Work request => Using the Grand Vue Park passage, mark each statement yes or no and quote the words that decide it: (a) The park originally covered 126 acres. (b) The commissioners set aside May 15-22 as Grand Vue Park Week. (c) Richard N. Drake was president of the county commission.

Source passage =>
Robinson concluded, “We hope for your continued support, and pledge our efforts to continue providing the degree of excellence in leisure service opportunities that improve the quality of life of the Marshall County Citizens.”

The board in addition to Robinson in 1964 was comprised of Fish, Monroe, Vice President Richard N. Drake and George T. Sidiropolis. The members of county commissioner were President Richard B. Ward, Donald Krupica and Howard L. Byard. The commissioners on May 15 approved a proclamation designating May 20-27 as Grand Vue Park Week in recognition of a decade of growth, development and service to this recreation area, and in anticipation of its continued opportunities for the citizens.

The park originally consisted of 126 acres of facilities, including a par 3 golf course and clubhouse, a swimming pool and bathhouse, two group picnic shelters and 26 picnic sites, an outdoor theater, a tennis center, a red barn play area, and support parking and roadways.

Dataset entries =>
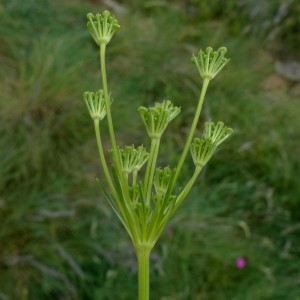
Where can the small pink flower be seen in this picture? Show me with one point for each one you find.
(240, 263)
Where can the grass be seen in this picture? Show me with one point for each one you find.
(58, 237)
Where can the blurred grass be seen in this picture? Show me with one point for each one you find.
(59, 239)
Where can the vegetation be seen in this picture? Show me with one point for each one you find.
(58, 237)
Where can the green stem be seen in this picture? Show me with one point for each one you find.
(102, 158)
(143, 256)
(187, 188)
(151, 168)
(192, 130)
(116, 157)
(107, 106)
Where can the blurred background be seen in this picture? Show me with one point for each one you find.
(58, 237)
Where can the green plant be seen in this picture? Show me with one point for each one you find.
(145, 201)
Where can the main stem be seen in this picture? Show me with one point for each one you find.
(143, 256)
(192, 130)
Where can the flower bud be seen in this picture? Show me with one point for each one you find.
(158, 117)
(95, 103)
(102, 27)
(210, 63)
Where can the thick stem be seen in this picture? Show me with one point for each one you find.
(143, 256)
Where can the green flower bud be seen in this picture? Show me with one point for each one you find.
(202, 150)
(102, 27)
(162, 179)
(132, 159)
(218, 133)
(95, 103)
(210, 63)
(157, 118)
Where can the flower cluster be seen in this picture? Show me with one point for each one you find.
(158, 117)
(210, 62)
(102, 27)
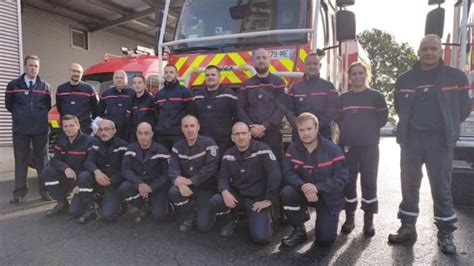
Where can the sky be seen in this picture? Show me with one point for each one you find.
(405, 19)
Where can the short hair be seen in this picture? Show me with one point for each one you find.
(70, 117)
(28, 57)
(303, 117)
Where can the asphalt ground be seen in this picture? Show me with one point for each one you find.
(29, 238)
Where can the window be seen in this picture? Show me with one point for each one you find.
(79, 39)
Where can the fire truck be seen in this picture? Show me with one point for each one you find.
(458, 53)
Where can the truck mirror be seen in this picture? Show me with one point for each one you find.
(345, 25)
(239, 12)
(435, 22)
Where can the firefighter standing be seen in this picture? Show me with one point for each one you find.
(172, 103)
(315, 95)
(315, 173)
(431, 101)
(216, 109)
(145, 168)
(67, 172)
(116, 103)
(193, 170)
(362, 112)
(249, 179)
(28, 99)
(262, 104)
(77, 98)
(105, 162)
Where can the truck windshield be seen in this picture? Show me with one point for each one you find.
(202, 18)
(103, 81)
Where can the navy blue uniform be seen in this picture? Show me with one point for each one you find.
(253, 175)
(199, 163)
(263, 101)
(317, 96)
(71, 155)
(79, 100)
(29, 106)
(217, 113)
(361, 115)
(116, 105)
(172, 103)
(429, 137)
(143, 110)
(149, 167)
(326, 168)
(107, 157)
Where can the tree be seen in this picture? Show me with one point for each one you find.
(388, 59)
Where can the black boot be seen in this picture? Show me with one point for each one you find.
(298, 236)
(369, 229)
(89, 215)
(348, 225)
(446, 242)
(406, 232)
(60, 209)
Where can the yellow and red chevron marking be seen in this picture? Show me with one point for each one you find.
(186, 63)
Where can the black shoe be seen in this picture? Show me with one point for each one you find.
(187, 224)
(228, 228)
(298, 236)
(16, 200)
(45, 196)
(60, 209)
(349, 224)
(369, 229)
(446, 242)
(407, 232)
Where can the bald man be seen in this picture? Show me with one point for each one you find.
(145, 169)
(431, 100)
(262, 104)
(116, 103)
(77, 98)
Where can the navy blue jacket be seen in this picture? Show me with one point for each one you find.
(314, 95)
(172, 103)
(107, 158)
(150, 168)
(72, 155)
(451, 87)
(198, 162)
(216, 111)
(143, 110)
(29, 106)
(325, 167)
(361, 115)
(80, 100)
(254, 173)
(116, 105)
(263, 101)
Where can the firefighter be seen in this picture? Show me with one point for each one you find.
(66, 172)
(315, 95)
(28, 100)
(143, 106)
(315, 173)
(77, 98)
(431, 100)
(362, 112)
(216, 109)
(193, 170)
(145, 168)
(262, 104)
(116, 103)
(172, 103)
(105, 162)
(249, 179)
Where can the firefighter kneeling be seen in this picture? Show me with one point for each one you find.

Solved problem =>
(a) Yes: "The park originally consisted of 126 acres of facilities"
(b) No: "approved a proclamation designating May 20-27 as Grand Vue Park Week"
(c) No: "The members of county commissioner were President Richard B. Ward"